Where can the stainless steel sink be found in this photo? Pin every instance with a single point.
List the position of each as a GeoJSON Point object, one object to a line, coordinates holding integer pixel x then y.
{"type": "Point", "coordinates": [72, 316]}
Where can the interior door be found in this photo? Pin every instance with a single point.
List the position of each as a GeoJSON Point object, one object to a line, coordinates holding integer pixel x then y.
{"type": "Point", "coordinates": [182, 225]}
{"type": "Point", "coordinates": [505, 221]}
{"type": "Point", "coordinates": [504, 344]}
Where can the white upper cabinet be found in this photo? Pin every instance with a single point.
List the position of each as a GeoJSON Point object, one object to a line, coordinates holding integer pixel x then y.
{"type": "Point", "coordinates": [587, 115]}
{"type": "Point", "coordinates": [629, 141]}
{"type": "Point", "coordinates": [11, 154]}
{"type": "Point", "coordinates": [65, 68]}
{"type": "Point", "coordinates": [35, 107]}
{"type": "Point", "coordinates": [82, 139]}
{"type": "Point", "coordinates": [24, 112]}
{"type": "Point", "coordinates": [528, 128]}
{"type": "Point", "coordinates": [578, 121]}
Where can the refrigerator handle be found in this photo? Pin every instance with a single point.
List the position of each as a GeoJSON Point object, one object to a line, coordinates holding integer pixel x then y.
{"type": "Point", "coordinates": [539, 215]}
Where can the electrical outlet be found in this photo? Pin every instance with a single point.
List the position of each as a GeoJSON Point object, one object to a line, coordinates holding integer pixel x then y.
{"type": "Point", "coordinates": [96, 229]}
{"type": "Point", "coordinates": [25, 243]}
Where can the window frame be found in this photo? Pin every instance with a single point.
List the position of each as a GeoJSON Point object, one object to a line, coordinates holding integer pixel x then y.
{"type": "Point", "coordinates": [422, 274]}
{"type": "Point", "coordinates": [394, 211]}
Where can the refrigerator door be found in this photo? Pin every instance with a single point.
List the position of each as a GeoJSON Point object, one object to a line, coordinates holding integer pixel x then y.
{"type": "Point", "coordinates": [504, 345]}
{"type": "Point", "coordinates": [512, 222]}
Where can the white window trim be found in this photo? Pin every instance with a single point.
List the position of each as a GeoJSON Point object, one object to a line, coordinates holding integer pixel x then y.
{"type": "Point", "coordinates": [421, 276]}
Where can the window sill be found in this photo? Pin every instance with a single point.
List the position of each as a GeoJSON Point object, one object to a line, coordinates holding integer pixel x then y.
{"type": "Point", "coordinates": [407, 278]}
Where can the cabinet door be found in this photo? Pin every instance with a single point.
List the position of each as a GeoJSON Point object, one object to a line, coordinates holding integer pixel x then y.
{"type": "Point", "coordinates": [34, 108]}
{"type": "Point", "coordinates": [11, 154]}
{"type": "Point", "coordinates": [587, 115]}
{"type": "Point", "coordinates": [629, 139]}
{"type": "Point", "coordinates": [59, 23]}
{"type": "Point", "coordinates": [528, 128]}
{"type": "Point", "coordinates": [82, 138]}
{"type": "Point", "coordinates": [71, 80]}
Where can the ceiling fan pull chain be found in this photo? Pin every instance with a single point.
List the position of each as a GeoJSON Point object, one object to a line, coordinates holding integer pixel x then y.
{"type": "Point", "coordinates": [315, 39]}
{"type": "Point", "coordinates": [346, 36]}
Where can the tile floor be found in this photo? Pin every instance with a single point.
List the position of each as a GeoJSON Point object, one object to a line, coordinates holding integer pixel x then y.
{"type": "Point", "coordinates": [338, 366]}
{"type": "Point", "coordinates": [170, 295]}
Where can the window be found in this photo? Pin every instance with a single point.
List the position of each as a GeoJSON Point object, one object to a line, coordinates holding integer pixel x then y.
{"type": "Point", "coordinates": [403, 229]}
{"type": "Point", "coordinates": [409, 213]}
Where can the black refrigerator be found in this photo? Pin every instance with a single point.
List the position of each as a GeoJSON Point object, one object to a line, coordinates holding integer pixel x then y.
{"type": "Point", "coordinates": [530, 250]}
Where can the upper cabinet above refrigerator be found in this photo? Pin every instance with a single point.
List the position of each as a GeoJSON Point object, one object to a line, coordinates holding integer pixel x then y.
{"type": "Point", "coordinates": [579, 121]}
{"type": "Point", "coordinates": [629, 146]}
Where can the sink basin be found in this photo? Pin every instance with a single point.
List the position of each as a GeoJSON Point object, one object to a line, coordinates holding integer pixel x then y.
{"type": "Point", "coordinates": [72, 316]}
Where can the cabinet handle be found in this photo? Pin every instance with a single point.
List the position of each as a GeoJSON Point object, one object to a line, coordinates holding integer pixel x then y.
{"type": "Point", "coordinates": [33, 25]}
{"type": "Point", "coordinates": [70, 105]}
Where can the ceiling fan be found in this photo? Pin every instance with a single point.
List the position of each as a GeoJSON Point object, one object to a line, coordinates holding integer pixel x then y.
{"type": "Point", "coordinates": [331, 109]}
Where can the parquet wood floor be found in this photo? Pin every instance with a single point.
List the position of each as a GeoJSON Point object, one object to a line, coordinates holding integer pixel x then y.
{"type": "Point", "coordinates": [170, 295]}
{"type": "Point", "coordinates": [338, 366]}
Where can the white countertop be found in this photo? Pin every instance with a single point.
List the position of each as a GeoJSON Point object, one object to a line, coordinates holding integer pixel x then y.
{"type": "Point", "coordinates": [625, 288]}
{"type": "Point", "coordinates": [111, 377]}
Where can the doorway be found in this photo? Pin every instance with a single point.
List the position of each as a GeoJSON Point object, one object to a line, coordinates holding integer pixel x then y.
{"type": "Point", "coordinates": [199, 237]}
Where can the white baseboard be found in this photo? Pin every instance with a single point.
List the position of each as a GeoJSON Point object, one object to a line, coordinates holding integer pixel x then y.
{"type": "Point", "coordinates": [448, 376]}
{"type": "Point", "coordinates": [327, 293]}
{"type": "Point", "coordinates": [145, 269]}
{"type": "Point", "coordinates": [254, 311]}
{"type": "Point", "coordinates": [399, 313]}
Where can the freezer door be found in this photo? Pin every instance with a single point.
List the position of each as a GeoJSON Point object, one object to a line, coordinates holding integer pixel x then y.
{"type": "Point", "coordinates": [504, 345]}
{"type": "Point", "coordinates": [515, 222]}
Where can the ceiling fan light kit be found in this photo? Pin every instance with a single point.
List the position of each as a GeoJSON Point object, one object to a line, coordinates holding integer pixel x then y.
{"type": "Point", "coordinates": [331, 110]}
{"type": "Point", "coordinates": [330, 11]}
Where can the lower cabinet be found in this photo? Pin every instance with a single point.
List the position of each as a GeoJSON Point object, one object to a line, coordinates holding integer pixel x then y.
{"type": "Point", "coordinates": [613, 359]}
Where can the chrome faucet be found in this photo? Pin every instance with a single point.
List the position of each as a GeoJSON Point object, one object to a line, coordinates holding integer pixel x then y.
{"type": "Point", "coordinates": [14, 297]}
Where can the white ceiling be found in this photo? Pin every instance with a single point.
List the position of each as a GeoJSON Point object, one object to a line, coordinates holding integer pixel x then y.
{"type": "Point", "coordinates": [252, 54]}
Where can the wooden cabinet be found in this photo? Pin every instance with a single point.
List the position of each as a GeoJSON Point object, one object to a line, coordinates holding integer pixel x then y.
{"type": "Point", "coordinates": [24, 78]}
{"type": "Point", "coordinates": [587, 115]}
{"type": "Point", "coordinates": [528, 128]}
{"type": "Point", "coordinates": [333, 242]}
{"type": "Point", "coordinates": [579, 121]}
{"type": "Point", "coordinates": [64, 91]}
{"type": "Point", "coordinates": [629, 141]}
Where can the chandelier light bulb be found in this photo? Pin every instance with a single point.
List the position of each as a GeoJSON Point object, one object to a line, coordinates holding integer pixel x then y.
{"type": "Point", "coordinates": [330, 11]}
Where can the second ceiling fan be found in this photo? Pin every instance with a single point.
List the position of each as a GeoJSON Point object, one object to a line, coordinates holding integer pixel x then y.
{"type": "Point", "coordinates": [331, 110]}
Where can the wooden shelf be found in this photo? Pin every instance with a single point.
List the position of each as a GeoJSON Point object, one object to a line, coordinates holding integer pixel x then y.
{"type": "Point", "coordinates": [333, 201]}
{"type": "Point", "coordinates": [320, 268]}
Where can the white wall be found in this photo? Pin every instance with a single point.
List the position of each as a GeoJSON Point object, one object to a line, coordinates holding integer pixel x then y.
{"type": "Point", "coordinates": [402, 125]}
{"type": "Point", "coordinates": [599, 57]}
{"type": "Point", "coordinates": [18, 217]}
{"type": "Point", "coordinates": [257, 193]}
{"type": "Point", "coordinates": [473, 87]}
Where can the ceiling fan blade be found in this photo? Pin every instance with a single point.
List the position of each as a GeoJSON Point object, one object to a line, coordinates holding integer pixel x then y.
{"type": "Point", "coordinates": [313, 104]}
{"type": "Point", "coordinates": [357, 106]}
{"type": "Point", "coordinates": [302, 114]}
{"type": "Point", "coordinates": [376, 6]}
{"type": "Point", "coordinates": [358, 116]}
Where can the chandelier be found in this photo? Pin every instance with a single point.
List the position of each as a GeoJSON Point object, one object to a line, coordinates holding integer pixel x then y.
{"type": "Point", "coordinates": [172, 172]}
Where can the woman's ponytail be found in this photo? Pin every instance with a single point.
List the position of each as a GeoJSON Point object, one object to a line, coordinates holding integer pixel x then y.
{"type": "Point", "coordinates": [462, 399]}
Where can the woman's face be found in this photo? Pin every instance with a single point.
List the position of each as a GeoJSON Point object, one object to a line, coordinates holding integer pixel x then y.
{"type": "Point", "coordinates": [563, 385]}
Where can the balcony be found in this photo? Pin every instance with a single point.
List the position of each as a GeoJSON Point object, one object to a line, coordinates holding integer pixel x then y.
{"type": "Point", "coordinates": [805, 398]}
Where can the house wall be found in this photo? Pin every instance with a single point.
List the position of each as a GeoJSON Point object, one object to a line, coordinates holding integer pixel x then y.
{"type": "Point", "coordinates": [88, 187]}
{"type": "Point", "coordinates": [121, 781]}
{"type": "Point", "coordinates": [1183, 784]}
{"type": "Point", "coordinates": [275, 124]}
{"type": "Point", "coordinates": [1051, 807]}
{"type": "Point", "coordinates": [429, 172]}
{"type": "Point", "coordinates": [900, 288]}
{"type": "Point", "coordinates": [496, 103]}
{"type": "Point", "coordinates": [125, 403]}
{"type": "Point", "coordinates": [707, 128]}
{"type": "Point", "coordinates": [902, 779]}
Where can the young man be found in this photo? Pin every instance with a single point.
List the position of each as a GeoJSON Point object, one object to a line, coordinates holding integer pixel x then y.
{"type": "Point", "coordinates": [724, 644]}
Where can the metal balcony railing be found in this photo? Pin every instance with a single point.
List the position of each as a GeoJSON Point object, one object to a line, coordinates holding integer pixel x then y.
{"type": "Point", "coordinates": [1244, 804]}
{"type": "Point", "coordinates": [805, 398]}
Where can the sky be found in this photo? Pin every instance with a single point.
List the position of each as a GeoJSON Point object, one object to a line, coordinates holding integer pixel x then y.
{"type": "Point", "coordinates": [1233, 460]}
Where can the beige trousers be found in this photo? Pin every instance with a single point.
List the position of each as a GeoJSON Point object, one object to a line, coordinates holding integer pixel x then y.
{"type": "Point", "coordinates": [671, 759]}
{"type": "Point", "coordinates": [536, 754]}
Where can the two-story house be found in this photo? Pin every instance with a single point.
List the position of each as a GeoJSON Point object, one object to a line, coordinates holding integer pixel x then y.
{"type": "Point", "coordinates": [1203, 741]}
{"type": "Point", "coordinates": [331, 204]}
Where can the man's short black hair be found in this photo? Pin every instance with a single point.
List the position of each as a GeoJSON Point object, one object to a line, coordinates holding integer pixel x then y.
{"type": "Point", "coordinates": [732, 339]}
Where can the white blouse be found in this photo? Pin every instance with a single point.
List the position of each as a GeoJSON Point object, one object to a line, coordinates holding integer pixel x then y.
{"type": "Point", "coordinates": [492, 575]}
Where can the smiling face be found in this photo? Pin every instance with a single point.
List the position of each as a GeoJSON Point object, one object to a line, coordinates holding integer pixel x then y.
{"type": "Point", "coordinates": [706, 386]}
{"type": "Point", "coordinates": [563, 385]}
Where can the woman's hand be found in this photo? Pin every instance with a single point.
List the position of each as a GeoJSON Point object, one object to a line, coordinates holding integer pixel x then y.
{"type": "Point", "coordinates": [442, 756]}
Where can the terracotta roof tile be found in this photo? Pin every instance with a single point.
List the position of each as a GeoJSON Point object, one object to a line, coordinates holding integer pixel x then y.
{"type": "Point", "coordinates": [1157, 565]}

== == ==

§ **What you have to do**
Repeat, with no changes, each line from the one with "Where can the man's" to the end of the listing, including both ends and nothing else.

§ **Result for this task**
Where can the man's short black hair be found in this photo? Pin every instance with a single point.
List the position of each as a GeoJSON Point object, one object to a line, coordinates holding integer pixel x then y.
{"type": "Point", "coordinates": [732, 339]}
Where can the white blouse be found in this photo? Pin every instance with a single point.
List the position of each as a GeoJSON Point object, one object to a line, coordinates holding integer pixel x then y.
{"type": "Point", "coordinates": [492, 575]}
Where can the smiling face be found in this photo? Pin every instance with a single point.
List the position of each as a GeoJSON Point object, one object to a line, coordinates holding integer pixel x then y.
{"type": "Point", "coordinates": [706, 386]}
{"type": "Point", "coordinates": [563, 385]}
Where can the woman's hand be found in this photo? Pin every instance with a single point.
List the position of each as a GeoJSON Point object, one object to a line, coordinates holding integer pixel x then y.
{"type": "Point", "coordinates": [442, 756]}
Where can the terracotta roof tile be found in this photo? Pin every instance with a single point.
List the position of each as a GeoJSON Point object, one object to a line, coordinates holding integer pixel x then y.
{"type": "Point", "coordinates": [1157, 565]}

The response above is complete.